**WHAT IS NEEDED**
What is the number of lines in the entries that contain the word "brown"? Answer with that figure alone.

>>>

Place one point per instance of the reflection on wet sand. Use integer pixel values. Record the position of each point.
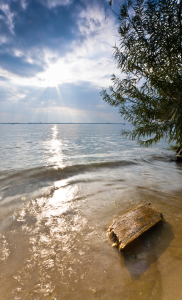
(56, 247)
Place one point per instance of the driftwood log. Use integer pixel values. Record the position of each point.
(129, 227)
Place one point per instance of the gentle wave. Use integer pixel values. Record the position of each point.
(50, 172)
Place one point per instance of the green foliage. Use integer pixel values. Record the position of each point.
(149, 94)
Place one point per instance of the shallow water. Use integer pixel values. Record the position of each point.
(61, 186)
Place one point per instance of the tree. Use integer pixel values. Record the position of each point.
(149, 94)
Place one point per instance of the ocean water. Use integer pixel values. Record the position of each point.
(61, 187)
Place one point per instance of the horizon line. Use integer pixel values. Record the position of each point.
(40, 123)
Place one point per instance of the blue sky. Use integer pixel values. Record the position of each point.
(55, 57)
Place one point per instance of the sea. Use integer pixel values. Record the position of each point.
(61, 187)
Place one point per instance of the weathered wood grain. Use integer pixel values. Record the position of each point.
(133, 224)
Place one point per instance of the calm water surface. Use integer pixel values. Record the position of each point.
(61, 186)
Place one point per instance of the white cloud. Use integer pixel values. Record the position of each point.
(9, 15)
(54, 3)
(91, 60)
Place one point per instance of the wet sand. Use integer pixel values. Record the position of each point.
(56, 246)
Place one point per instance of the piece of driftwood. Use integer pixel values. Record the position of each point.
(133, 224)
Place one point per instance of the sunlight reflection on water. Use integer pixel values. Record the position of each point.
(55, 145)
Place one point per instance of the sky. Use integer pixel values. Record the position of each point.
(55, 58)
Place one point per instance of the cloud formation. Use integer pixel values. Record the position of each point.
(57, 48)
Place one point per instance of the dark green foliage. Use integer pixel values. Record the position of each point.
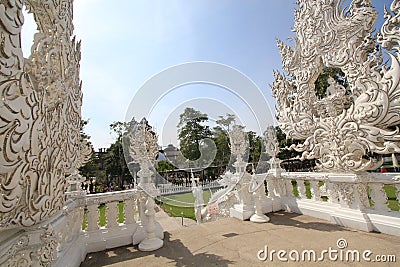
(322, 81)
(191, 131)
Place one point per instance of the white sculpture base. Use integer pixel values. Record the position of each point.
(259, 218)
(241, 212)
(151, 244)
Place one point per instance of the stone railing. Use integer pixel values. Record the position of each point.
(98, 222)
(87, 223)
(111, 219)
(170, 189)
(368, 202)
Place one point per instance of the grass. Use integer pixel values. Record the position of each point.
(181, 204)
(390, 190)
(102, 215)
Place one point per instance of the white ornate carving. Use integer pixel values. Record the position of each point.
(338, 131)
(29, 252)
(40, 112)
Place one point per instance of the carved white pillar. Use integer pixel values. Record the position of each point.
(289, 188)
(271, 187)
(92, 217)
(151, 242)
(332, 191)
(112, 212)
(301, 188)
(130, 210)
(378, 196)
(259, 216)
(315, 191)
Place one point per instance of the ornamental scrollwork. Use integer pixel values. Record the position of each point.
(238, 141)
(344, 129)
(40, 104)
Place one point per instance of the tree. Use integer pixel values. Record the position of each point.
(226, 121)
(283, 143)
(255, 146)
(115, 160)
(322, 81)
(164, 166)
(91, 167)
(191, 131)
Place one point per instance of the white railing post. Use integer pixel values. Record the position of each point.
(378, 196)
(92, 217)
(315, 191)
(129, 211)
(301, 188)
(112, 212)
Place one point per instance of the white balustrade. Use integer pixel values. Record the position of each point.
(355, 200)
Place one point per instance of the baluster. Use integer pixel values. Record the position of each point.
(302, 188)
(333, 196)
(378, 196)
(93, 217)
(270, 188)
(315, 191)
(112, 214)
(289, 188)
(129, 210)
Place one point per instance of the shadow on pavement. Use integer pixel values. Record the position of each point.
(173, 250)
(289, 219)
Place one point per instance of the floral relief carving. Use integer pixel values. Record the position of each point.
(339, 131)
(40, 105)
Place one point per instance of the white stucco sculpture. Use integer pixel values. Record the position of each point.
(342, 131)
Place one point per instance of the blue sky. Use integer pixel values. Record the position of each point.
(127, 42)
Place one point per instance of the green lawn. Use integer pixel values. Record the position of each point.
(390, 190)
(181, 204)
(102, 215)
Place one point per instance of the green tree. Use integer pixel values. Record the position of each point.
(115, 160)
(255, 146)
(91, 167)
(221, 140)
(283, 143)
(191, 131)
(164, 166)
(321, 84)
(226, 122)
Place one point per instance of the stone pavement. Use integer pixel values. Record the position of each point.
(231, 242)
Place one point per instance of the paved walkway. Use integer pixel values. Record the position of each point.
(231, 242)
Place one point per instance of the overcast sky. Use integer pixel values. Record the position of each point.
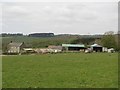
(60, 17)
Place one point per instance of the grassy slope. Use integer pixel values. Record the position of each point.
(60, 70)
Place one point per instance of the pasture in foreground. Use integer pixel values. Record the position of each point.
(65, 70)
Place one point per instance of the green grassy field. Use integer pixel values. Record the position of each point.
(66, 70)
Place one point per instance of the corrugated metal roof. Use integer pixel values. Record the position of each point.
(96, 45)
(15, 44)
(73, 45)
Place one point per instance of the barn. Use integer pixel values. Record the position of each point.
(96, 48)
(15, 48)
(74, 47)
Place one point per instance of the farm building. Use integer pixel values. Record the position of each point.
(15, 48)
(29, 50)
(96, 48)
(74, 47)
(55, 48)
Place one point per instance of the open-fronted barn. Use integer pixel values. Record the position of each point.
(74, 47)
(97, 48)
(15, 48)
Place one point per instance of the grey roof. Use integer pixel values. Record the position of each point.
(96, 45)
(15, 44)
(73, 45)
(55, 47)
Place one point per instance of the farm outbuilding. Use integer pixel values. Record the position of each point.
(74, 47)
(55, 48)
(15, 48)
(96, 48)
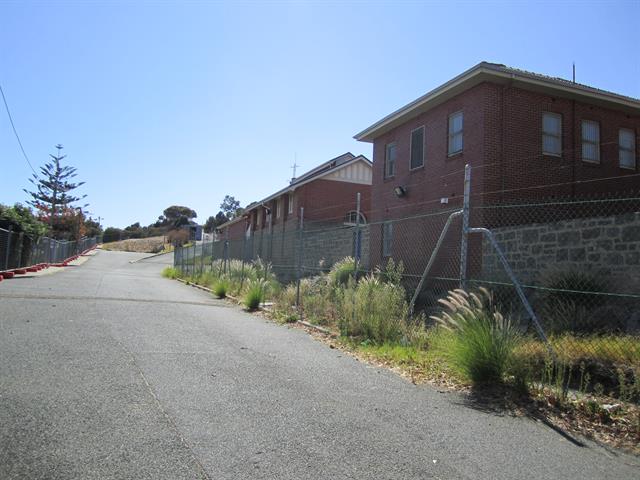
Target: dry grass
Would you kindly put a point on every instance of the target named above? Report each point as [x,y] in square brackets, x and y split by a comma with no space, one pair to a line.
[138,245]
[571,350]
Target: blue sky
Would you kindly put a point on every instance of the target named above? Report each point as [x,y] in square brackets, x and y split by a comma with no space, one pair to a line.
[161,103]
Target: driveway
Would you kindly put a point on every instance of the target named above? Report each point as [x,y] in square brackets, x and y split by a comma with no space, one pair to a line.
[108,370]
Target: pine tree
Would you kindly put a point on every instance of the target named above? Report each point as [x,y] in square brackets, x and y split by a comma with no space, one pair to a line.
[53,198]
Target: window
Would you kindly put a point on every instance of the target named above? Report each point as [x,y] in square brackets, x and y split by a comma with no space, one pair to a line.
[551,134]
[387,238]
[417,148]
[351,217]
[627,148]
[455,133]
[390,161]
[590,141]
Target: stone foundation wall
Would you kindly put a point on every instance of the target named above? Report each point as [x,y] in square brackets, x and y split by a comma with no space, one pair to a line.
[604,245]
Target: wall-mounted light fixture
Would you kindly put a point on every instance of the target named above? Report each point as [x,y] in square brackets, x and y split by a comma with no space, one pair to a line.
[400,191]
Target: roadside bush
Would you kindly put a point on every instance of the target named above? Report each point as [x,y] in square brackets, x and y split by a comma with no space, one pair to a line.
[342,271]
[171,272]
[375,311]
[221,287]
[391,272]
[255,294]
[479,342]
[568,303]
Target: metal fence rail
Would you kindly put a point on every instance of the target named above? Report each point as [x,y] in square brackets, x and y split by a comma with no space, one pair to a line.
[18,250]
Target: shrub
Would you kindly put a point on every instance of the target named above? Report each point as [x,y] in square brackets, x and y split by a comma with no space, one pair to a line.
[375,311]
[255,294]
[391,273]
[567,301]
[171,272]
[221,287]
[480,343]
[342,271]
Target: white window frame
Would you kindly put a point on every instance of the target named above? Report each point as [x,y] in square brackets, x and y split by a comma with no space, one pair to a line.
[387,239]
[411,167]
[387,147]
[586,142]
[557,136]
[622,149]
[454,134]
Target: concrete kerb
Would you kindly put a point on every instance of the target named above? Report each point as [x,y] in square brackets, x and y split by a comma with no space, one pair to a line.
[150,256]
[300,322]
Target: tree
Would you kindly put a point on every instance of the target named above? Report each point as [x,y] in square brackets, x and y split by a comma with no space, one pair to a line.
[21,219]
[52,197]
[210,224]
[177,215]
[230,207]
[221,218]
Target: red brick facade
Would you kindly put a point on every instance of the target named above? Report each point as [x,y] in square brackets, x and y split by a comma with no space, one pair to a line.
[503,137]
[324,201]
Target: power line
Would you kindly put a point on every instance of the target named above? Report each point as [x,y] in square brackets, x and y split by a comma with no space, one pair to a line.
[6,106]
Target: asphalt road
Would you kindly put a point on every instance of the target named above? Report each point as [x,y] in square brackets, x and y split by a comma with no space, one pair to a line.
[108,371]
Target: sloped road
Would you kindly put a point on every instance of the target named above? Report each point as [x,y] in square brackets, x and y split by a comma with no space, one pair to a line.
[108,371]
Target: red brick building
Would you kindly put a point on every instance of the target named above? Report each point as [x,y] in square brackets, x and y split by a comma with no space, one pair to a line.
[527,137]
[267,229]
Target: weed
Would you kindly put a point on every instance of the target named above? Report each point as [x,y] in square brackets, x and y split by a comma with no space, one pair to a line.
[255,294]
[391,273]
[482,342]
[171,272]
[374,310]
[221,287]
[342,271]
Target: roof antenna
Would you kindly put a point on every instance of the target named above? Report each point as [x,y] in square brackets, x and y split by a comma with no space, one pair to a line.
[294,166]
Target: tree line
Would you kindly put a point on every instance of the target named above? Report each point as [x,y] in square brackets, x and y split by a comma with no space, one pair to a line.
[54,209]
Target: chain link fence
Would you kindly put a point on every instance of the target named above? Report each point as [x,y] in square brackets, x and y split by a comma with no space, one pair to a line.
[18,250]
[563,264]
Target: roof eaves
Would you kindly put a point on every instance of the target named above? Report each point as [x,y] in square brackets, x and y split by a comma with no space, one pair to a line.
[498,70]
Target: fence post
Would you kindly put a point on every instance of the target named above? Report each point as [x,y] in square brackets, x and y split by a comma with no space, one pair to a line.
[245,237]
[6,256]
[464,245]
[226,250]
[195,246]
[202,250]
[20,245]
[300,252]
[356,253]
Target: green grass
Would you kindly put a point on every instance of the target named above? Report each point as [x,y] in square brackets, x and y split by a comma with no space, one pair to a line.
[171,272]
[477,342]
[221,287]
[255,294]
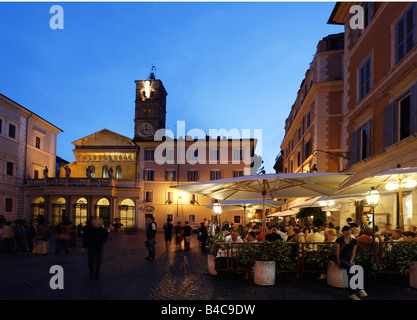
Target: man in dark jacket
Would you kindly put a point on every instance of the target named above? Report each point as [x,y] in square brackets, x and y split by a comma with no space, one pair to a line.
[94,237]
[203,234]
[150,238]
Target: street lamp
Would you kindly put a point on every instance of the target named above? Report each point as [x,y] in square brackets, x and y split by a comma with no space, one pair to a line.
[372,198]
[217,208]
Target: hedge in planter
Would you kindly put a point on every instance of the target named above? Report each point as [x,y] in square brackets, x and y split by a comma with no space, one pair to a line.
[397,257]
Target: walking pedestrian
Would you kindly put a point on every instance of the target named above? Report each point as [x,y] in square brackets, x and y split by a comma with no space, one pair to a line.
[95,237]
[168,227]
[31,236]
[150,238]
[44,235]
[187,236]
[203,234]
[8,237]
[345,247]
[62,234]
[179,235]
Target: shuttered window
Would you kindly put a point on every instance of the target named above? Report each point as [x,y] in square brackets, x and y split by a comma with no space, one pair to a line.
[405,33]
[400,118]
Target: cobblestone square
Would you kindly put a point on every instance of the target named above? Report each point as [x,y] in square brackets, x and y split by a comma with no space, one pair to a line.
[173,275]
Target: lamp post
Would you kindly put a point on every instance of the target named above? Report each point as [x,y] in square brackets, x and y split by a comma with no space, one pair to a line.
[217,208]
[372,198]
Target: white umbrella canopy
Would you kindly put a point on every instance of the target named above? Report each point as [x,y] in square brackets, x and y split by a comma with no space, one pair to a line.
[283,213]
[230,205]
[269,186]
[394,180]
[383,182]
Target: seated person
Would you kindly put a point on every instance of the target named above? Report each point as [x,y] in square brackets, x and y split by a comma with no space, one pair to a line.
[365,239]
[234,238]
[315,236]
[331,235]
[409,236]
[250,237]
[273,236]
[355,232]
[397,235]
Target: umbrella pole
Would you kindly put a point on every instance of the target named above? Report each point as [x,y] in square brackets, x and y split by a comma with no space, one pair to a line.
[263,214]
[400,218]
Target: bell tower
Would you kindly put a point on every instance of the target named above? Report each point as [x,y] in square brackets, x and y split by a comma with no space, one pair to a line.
[150,107]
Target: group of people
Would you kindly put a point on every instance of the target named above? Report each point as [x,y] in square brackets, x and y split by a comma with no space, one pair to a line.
[26,238]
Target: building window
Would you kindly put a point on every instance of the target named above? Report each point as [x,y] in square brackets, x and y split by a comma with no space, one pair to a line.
[38,142]
[170,197]
[400,118]
[9,205]
[307,149]
[93,172]
[360,143]
[149,175]
[404,113]
[237,173]
[12,131]
[365,78]
[364,142]
[214,175]
[105,172]
[237,154]
[170,175]
[405,33]
[214,154]
[148,196]
[119,172]
[308,120]
[149,155]
[192,175]
[9,168]
[170,155]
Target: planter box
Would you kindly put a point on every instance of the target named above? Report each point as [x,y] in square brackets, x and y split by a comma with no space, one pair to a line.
[264,273]
[211,263]
[336,276]
[413,275]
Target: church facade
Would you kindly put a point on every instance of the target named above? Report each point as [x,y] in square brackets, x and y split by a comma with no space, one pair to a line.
[129,179]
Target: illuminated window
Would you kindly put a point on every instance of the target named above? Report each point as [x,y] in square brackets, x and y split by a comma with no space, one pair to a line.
[118,172]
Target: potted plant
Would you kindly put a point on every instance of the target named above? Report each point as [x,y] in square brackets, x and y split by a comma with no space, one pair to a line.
[265,266]
[213,246]
[117,225]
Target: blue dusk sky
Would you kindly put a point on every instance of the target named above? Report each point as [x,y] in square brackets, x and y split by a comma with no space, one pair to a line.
[224,64]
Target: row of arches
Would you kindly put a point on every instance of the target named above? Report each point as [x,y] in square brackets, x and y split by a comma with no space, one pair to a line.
[79,213]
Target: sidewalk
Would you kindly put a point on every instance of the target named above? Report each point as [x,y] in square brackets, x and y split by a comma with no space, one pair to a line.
[173,275]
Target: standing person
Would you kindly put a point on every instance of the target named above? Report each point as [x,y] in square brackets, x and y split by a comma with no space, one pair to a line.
[345,247]
[179,234]
[212,229]
[365,223]
[44,235]
[94,237]
[202,232]
[168,227]
[187,236]
[150,238]
[31,236]
[8,237]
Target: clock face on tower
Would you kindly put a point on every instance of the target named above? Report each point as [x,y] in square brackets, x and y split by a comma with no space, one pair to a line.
[146,129]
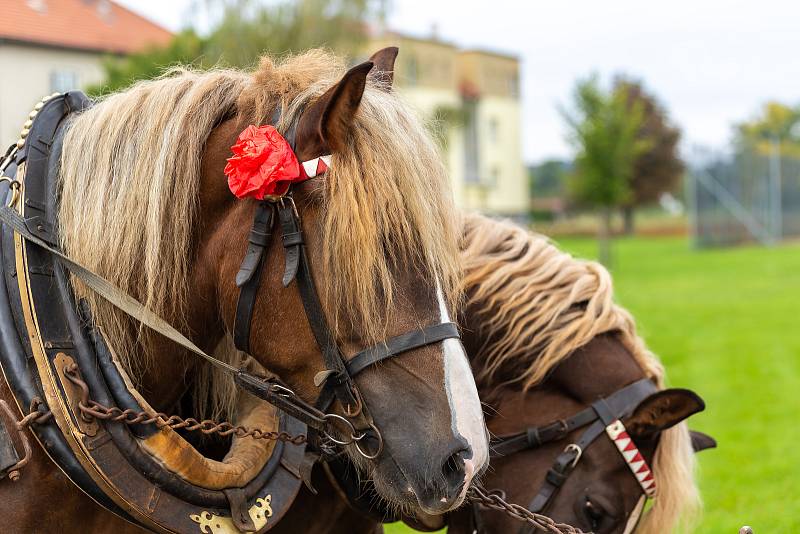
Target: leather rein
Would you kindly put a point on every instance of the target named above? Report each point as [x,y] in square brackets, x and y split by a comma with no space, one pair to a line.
[602,416]
[337,381]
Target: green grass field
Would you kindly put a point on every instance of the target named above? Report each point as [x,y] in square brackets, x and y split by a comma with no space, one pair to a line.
[726,323]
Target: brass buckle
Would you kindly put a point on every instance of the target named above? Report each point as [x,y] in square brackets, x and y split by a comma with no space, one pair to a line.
[574,447]
[15,187]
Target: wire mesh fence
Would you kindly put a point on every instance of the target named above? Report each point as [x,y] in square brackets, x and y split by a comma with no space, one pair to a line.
[752,194]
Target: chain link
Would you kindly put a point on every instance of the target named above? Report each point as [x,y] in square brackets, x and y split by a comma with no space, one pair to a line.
[91,409]
[539,521]
[162,420]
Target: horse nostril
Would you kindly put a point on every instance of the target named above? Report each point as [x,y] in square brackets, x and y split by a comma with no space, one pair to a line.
[454,471]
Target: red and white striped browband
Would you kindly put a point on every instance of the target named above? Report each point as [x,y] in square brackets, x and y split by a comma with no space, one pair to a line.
[315,167]
[627,448]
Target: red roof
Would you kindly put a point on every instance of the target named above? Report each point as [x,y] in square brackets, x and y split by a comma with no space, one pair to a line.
[98,25]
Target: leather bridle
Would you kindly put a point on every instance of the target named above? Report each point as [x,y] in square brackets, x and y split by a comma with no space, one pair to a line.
[602,417]
[337,380]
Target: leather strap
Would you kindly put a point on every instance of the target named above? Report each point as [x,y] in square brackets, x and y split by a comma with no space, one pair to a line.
[269,391]
[600,414]
[621,402]
[249,276]
[297,268]
[563,466]
[402,343]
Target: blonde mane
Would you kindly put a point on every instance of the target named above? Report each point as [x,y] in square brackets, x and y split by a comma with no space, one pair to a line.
[537,305]
[130,174]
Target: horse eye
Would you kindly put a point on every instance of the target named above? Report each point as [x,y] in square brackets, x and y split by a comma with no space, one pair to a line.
[594,513]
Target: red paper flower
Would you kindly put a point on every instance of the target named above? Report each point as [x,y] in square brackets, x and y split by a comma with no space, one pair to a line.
[263,164]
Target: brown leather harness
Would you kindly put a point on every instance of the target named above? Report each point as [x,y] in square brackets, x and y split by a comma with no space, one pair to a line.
[142,490]
[337,381]
[597,418]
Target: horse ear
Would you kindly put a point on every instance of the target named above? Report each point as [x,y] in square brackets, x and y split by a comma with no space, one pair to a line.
[662,410]
[383,74]
[701,442]
[330,118]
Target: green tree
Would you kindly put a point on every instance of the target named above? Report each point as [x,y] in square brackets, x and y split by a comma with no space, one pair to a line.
[243,31]
[603,128]
[658,169]
[776,124]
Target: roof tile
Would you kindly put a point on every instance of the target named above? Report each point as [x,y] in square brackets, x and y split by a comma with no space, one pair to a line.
[100,25]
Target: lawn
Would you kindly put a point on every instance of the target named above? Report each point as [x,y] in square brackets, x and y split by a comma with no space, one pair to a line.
[726,323]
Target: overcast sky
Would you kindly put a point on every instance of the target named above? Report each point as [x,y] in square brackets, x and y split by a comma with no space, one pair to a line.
[712,62]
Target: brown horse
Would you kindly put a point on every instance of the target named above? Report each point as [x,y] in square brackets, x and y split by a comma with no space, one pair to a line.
[546,341]
[145,203]
[535,313]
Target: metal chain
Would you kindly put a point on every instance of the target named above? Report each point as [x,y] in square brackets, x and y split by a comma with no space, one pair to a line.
[161,420]
[91,409]
[539,521]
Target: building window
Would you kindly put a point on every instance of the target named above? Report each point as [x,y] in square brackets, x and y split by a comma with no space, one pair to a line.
[62,81]
[494,176]
[513,85]
[471,147]
[494,130]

<<<

**EXPECTED OUTPUT**
2